## Page
•••••
"Africa" is a 1982 song recorded by French singer Rose Laurens. It was one of the singles from her first album Déraisonnable and was released in France at the end of 1982. A version with English lyrics, titled "Africa (Voodoo Master)", was released worldwide in March 1983. The version available on the 7" is shorter than on the album, as the musical bridge is shortened and there are fewer refrains. It immediately became a smash hit in many countries, reaching the top of the charts. In 1994, a CD maxi of remixes was released, but failed to chart.

Chart performances
The single was a commercial success, reaching the top one in Austria, and remained for 16 weeks in the top twenty. In Norway, the single charted for 15 weeks in the top ten, including a peak at number two for two weeks. The song appeared for ten weeks in the top 15 in Switzerland, with a peak at number two. In Germany, "Africa" charted for 23 weeks and peaked at number three in its fourth week.
•••••
## Exercise goal
Please give the number of weeks the song "Africa" stayed on the chart in Germany, according to the text about the song.

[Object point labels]
•••••
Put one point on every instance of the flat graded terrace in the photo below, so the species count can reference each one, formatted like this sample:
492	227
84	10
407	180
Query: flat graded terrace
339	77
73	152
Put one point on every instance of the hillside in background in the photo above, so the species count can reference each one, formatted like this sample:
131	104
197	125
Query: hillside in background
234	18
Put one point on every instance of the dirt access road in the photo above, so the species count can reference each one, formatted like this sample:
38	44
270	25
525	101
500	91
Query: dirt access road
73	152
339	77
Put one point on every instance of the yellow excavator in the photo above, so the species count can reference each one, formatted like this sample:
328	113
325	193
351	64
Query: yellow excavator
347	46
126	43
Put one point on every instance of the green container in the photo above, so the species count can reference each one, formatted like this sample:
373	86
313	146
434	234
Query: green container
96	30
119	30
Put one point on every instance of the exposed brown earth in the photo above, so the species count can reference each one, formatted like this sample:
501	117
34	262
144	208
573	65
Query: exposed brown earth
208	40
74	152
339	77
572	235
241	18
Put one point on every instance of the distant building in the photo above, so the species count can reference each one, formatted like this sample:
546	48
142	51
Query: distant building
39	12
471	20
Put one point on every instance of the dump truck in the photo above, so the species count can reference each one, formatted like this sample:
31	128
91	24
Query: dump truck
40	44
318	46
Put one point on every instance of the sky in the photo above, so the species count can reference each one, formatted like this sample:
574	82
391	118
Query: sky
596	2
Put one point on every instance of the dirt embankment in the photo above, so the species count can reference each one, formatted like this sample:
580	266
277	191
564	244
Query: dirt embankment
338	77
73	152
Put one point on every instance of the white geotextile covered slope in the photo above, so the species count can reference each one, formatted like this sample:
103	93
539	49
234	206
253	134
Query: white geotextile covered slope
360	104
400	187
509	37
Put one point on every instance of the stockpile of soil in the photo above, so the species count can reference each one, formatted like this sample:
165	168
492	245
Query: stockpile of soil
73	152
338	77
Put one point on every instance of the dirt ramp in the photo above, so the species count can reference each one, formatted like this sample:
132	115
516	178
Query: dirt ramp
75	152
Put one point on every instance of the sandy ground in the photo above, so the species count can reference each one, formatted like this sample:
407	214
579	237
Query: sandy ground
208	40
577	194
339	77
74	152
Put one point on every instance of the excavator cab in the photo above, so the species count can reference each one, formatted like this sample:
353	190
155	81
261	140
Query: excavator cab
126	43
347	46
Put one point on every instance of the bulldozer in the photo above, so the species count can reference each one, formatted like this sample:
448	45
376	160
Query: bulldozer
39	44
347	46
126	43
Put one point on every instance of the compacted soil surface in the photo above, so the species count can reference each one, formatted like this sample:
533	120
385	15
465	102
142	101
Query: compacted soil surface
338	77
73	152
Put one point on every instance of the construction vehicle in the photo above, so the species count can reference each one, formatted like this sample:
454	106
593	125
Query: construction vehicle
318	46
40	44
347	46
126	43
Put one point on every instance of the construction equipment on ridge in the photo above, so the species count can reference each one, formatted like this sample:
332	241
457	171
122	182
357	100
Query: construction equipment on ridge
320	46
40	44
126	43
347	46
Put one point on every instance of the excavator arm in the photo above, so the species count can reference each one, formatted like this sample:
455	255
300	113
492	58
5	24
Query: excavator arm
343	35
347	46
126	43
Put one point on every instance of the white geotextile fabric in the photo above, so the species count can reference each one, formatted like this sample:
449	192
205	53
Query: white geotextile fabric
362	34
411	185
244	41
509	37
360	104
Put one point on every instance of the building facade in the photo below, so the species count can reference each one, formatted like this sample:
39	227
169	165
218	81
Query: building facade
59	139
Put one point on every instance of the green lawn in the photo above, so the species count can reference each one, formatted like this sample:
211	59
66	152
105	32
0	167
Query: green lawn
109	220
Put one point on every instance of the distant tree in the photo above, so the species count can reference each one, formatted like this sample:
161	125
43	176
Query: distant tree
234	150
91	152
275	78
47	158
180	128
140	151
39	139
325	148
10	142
•••••
## Answer to the exercise
It charted in Germany for 23 weeks.